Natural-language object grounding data
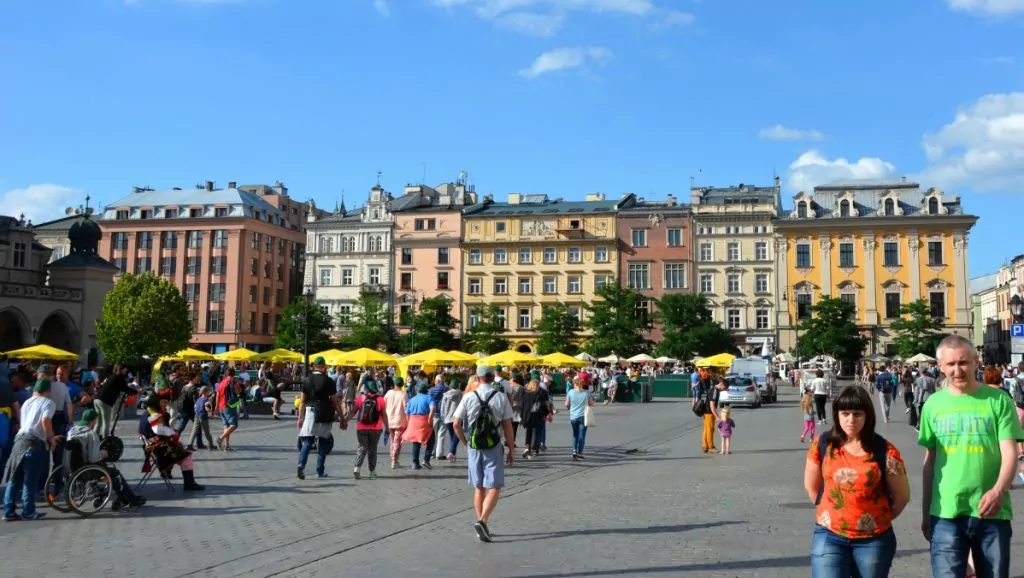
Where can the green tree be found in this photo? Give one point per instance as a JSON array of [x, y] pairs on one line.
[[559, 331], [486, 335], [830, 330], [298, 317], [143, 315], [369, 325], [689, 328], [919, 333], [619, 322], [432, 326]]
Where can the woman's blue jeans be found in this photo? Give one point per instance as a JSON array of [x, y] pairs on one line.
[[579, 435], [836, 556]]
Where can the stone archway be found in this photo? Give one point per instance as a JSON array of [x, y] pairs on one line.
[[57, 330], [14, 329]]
...
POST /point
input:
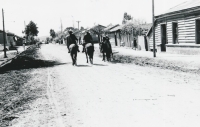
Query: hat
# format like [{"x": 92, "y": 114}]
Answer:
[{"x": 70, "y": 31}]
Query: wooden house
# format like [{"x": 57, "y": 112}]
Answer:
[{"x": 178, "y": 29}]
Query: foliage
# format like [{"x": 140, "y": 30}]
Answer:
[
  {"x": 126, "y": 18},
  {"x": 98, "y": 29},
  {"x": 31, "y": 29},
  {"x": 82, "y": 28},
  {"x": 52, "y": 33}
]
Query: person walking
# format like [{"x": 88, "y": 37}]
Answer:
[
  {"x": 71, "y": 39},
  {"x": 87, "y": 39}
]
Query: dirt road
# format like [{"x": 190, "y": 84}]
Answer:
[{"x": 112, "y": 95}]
* * *
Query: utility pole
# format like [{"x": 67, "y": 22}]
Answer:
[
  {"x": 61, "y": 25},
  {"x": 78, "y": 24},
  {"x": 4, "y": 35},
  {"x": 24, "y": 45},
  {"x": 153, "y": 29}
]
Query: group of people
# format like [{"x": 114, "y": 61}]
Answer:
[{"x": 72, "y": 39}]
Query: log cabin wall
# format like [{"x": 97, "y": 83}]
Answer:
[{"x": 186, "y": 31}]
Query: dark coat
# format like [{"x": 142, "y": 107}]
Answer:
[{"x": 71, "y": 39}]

Description of the task
Look through the entries above, and wherever a line holds the word "Query", copy it.

Result of this exercise
Query: hat
Query: wooden house
Query: foliage
Query: person walking
Query: dirt road
Query: utility pole
Query: group of people
Query: log cabin wall
Query: dark coat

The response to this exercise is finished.